David Oehl asked:
Could a spinning space craft be the solution to the problems of micro gravity?
Physicist Dave Ansell had a spin at answering David Oehl's question...
Dave - Microgravity is really bad for you because all sorts of things stop working. Your bones get very, very weak, your muscles get very, very weak.
Chris - What does it actually mean?
Dave - Microgravity, - if you’re in space, if you’re in orbit you’re just free falling which means that everything is falling with you which means that you’re effectively weightless because everything is falling at exactly the same speed as you are. So you can push off and float around - really quite fun but quite unhealthy. So the suggestion and it’s actually been suggested for a long time (it might have been Arthur C. Clarke who came up with it)...
Chris - 2001: A Space Odyssey had a spinning space station.
Dave - A spinning space station because if you get a bucket and spin it round your head, then you need to apply a force to pull it in to keep it going in a circle…
Chris - But the evidence is if you fill it with water, the water doesn't come out…
Dave - Doesn't fall out. So basically you change the direction of gravity, and if you’re in space the same thing happens and you’d create artificial gravity.
Chris - So if you had a big ring that was spinning, the person standing in one part of that ring in the same way as the fairground ride creates a sort of centrifugal effect, you feel thrown outwards and the ride pushes you back in to stop you flying off, the space station would, effectively, push up through the floor at you?
Dave - Yes. I think the reason why they haven’t done it so far is that you either need to spin very, very fast or you need to be very, very big and that makes everything very heavy and basically, no-ones build a space station big enough or had people up there long enough to make it worthwhile doing it.

#####

** Written instruction 1 **
Answer these questions using the discussion of spinning spacecraft:
(a) What does Dave say happens to a person's bones and muscles in microgravity?
(b) Which work does Chris name as having a spinning space station?
(c) What two choices does Dave say a spinning space station would require?
** Written instruction 2 **
Write the next part of the discussion of spinning spacecraft, starting after its final line.

[Saved data items]
#####

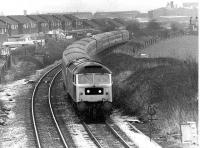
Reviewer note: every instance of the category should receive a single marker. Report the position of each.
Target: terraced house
(25, 25)
(42, 24)
(76, 22)
(11, 25)
(65, 22)
(53, 23)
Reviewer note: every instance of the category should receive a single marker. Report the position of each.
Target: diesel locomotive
(89, 82)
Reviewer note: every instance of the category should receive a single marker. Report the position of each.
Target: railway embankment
(168, 82)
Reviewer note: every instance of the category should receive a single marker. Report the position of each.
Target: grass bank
(168, 84)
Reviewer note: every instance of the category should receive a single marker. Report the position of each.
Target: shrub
(168, 84)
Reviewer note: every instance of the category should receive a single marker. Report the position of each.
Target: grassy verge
(168, 84)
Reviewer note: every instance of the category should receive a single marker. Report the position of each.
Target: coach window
(74, 79)
(85, 79)
(102, 79)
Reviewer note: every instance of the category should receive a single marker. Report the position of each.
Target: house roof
(21, 18)
(71, 17)
(2, 25)
(8, 20)
(37, 18)
(61, 17)
(48, 17)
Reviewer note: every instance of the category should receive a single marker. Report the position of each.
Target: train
(88, 82)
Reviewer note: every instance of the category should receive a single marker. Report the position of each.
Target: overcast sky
(11, 7)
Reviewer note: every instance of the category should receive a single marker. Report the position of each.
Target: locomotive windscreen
(93, 66)
(101, 79)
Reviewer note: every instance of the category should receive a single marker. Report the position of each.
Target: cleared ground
(169, 83)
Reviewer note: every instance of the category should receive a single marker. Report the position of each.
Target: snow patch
(141, 140)
(80, 136)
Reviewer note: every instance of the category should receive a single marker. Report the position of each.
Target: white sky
(11, 7)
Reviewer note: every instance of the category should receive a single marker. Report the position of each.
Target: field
(167, 80)
(185, 48)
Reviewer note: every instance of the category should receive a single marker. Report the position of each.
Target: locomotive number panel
(94, 91)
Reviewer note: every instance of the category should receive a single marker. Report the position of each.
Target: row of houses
(26, 24)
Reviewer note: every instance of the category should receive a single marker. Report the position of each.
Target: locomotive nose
(107, 106)
(82, 106)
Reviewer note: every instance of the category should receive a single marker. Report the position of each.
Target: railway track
(107, 135)
(46, 133)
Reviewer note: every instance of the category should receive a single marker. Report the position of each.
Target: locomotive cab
(93, 87)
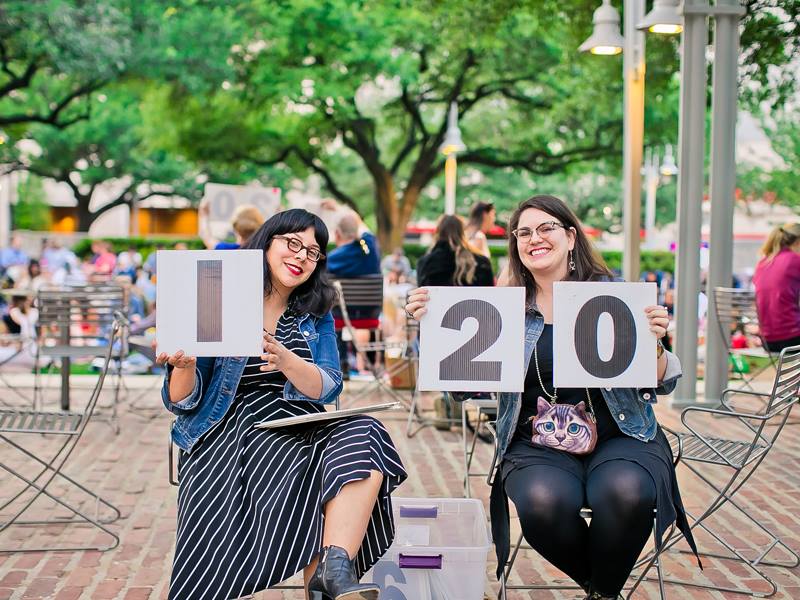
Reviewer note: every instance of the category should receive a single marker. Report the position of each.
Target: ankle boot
(335, 578)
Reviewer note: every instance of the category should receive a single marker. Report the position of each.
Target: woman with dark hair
(481, 221)
(257, 505)
(451, 260)
(777, 283)
(551, 463)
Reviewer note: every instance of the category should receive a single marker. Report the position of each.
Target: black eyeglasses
(544, 231)
(295, 245)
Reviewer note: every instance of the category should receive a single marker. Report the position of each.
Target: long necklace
(554, 396)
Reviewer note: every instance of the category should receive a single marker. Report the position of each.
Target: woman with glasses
(255, 506)
(562, 449)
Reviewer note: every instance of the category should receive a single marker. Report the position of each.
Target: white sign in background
(472, 339)
(224, 199)
(210, 302)
(601, 336)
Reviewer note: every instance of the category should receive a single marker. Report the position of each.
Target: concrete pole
(450, 184)
(651, 177)
(633, 136)
(723, 185)
(691, 155)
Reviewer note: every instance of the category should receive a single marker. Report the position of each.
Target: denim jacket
(631, 408)
(217, 379)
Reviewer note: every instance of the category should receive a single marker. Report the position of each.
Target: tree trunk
(85, 216)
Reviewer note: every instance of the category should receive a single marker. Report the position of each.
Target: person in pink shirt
(104, 260)
(777, 283)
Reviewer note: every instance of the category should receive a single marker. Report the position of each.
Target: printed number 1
(461, 364)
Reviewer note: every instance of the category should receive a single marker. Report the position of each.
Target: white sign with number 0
(472, 339)
(601, 336)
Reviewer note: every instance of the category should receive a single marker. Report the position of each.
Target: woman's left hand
(658, 319)
(275, 354)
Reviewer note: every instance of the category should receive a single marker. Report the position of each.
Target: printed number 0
(586, 336)
(460, 365)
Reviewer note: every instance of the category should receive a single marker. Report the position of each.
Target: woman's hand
(275, 354)
(658, 319)
(179, 360)
(417, 300)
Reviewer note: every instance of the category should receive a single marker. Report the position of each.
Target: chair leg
(57, 471)
(41, 490)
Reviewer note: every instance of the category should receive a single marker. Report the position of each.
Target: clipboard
(327, 415)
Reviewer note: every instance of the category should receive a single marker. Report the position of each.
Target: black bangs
(316, 295)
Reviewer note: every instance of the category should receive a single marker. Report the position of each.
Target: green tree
(109, 147)
(31, 210)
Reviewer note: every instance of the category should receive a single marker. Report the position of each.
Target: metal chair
(68, 427)
(646, 562)
(734, 460)
(737, 308)
(485, 416)
(366, 293)
(74, 322)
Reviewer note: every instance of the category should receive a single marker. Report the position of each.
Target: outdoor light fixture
(452, 137)
(663, 18)
(606, 38)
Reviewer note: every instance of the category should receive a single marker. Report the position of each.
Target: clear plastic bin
(439, 551)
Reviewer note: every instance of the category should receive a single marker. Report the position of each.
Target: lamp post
(451, 146)
(653, 172)
(605, 39)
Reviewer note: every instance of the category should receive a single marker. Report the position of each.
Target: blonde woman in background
(777, 283)
(481, 221)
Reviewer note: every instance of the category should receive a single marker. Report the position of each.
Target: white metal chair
(367, 293)
(733, 460)
(74, 322)
(67, 428)
(736, 308)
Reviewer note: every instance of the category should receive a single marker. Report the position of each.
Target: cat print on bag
(564, 427)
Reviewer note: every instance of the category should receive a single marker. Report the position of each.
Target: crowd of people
(234, 479)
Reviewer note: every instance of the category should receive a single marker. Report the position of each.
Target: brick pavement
(130, 469)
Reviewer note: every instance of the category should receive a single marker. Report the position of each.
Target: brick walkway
(130, 469)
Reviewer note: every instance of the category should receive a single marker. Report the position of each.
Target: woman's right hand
(416, 305)
(179, 360)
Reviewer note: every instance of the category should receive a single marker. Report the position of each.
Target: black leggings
(599, 556)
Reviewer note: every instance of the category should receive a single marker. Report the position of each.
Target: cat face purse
(563, 427)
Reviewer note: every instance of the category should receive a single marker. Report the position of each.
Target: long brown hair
(589, 266)
(780, 238)
(450, 229)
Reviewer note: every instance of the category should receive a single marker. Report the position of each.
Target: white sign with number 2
(601, 336)
(472, 339)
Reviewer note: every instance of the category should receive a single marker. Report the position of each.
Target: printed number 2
(586, 336)
(460, 365)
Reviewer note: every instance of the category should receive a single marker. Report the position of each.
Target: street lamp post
(451, 146)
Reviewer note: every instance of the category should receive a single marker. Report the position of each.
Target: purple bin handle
(411, 561)
(418, 512)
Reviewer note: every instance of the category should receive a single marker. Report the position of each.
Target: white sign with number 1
(472, 339)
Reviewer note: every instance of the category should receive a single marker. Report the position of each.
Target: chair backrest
(79, 316)
(734, 306)
(359, 298)
(786, 386)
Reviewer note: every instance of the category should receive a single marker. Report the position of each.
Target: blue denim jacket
(217, 379)
(631, 408)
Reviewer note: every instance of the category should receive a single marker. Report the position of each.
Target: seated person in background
(777, 283)
(481, 221)
(356, 255)
(397, 262)
(128, 261)
(245, 222)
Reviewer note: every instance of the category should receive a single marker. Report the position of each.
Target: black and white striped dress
(250, 500)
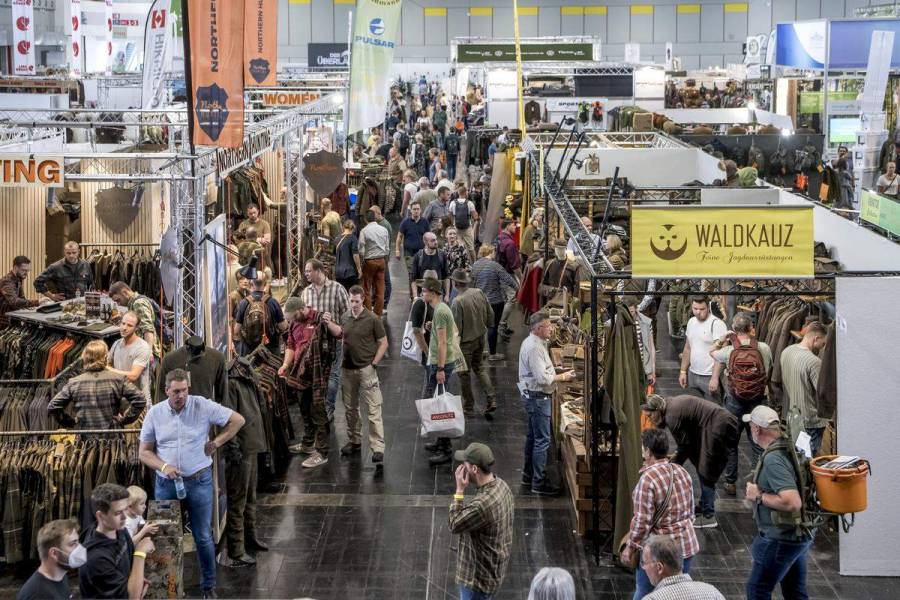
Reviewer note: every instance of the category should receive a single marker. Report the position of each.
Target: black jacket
(63, 278)
(106, 572)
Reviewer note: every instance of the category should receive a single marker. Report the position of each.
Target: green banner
(880, 211)
(474, 53)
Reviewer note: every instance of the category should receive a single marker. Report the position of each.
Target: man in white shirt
(374, 247)
(131, 356)
(703, 329)
(537, 379)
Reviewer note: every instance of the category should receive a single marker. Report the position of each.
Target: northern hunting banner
(31, 170)
(693, 242)
(217, 73)
(530, 52)
(375, 29)
(260, 41)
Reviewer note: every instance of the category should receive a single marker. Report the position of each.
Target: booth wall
(22, 231)
(712, 36)
(867, 413)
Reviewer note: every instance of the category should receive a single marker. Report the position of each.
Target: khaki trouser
(240, 485)
(360, 387)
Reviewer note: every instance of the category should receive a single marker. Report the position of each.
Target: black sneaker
(545, 489)
(350, 448)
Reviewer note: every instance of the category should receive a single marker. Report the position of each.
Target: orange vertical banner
(217, 48)
(260, 42)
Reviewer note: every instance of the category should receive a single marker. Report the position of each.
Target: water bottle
(179, 488)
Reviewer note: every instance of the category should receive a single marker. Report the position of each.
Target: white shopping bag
(441, 415)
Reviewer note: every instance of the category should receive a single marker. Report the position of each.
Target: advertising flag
(75, 43)
(156, 41)
(217, 74)
(23, 37)
(260, 41)
(109, 57)
(375, 31)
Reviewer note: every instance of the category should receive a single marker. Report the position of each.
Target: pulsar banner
(23, 37)
(75, 45)
(375, 30)
(695, 242)
(156, 41)
(217, 46)
(260, 41)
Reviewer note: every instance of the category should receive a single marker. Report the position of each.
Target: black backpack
(461, 216)
(451, 144)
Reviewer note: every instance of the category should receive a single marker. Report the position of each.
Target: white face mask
(76, 558)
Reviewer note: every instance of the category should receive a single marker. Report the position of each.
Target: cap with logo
(477, 454)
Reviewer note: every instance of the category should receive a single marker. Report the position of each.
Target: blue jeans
(774, 562)
(642, 582)
(739, 408)
(537, 442)
(816, 433)
(199, 503)
(467, 593)
(334, 379)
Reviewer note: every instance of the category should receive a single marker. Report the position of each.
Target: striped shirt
(800, 379)
(678, 520)
(485, 528)
(332, 298)
(490, 278)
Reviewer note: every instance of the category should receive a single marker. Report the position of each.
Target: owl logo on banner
(259, 68)
(212, 110)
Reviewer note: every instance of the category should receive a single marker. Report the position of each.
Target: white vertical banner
(372, 54)
(156, 42)
(75, 39)
(109, 58)
(23, 37)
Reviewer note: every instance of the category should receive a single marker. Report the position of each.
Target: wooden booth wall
(22, 231)
(146, 226)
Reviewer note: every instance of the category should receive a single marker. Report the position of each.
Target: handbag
(442, 414)
(657, 516)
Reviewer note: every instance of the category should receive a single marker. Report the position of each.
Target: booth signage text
(880, 211)
(475, 53)
(229, 159)
(23, 170)
(693, 242)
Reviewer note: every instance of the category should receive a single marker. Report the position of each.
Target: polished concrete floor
(345, 531)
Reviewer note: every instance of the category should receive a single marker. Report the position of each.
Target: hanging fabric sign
(217, 44)
(374, 36)
(74, 51)
(156, 39)
(260, 41)
(23, 37)
(109, 58)
(695, 242)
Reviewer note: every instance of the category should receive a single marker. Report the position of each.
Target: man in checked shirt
(484, 524)
(663, 505)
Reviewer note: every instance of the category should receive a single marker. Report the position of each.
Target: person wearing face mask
(59, 551)
(114, 566)
(11, 295)
(66, 278)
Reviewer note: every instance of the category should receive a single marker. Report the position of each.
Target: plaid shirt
(332, 298)
(485, 526)
(678, 520)
(97, 395)
(682, 587)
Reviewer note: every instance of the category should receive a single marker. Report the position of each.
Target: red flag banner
(217, 44)
(260, 42)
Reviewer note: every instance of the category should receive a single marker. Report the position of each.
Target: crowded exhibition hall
(449, 299)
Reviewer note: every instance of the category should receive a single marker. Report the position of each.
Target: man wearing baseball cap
(780, 548)
(484, 524)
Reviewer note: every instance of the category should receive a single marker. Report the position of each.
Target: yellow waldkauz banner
(699, 241)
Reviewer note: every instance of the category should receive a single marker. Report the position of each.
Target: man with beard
(11, 295)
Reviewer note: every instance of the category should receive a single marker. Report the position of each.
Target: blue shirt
(180, 437)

#####

** Exercise result 1 **
(a) They get very, very weak.
(b) 2001: A Space Odyssey.
(c) It would need to spin very, very fast or be very, very big.

** Exercise result 2 **
Chris - So if you had something very small that was turning very fast would that, nonetheless, whilst making some gravity make people feel extremely unwell whereas the rationale would be if you make it very big, the sense of rotation for a person would be smaller but they’d still, nonetheless, get the effect?
Dave - You probably would feel quite uncomfortable because, apart from anything else, everything would behave very, very strangely because you would get not just the centrifugal force, you get what’s called the coriolis force so if you threw something into the middle of a spaceship it would actually spin round and end up going in a completely different direction from one you’d expect it to be. I don’t know at what point it’s actually worth doing this. Certainly there has been talk of doing it if you’re sending someone to Mars over a few months if they’re still in one piece to get there but certainly so far, no-one’s tried.
Yes but we do not currently have the resources to properly execute such an engineering feat.
If microgravity is a problem, then obviously spinning a vehicle will produce a consistent outward force. However it isn't a problem except for spiders and some plants (though I do wonder about fish - does anyone have any information?) and the majority of space experiments are designed to exploit microgravity.
If the goal is to reduce muscle and bone wastage, a moderate acceleration would be useful - perhaps Mars surface gravity?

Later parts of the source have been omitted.